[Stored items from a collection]

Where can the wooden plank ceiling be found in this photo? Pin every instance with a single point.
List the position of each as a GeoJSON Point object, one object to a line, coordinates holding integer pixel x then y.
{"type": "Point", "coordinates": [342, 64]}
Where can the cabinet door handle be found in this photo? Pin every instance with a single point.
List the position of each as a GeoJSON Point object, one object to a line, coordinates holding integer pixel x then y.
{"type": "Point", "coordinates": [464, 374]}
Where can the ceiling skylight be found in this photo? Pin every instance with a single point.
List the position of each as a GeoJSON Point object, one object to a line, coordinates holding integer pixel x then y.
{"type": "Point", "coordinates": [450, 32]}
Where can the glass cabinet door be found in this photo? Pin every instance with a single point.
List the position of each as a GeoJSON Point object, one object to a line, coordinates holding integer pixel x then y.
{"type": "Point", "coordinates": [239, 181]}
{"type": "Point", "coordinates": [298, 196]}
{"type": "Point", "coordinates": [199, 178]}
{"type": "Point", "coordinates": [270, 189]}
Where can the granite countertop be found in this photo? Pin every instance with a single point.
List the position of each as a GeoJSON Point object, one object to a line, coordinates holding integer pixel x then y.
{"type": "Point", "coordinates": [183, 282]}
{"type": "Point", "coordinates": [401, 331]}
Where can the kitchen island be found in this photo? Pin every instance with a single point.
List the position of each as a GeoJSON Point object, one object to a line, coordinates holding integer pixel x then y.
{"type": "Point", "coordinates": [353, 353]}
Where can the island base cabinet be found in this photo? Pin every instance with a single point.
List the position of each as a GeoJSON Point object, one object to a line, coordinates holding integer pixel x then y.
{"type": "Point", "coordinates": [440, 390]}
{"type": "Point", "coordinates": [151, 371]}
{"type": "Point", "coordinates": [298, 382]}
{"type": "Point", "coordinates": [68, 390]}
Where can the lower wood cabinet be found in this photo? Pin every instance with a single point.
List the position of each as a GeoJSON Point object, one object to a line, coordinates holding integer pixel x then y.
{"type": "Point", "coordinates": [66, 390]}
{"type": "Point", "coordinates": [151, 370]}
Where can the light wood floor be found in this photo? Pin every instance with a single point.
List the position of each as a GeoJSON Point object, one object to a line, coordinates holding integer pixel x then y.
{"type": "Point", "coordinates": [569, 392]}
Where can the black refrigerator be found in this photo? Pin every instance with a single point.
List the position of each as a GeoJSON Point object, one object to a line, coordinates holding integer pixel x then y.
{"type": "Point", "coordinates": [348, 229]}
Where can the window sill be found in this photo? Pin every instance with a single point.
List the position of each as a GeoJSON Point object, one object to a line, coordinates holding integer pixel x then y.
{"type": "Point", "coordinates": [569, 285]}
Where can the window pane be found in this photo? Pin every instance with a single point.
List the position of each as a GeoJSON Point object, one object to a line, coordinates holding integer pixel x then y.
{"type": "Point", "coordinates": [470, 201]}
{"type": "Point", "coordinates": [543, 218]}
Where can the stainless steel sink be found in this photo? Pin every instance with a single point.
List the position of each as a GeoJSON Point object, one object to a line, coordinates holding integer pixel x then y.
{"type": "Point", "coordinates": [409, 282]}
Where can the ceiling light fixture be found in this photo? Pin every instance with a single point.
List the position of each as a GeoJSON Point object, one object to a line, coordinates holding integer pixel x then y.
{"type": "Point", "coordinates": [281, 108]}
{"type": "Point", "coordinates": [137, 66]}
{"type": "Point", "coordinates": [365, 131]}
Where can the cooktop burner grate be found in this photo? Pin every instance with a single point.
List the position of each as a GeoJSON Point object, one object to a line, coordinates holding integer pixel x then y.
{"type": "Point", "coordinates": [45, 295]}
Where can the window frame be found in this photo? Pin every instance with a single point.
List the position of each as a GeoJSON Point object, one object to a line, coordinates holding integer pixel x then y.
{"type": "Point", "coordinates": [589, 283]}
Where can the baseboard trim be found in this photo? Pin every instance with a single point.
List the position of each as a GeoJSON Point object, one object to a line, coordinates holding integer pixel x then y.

-- Work order --
Given the entries above, say how many lines include the word "door", and write nothing besides the number.

-- Task solution --
2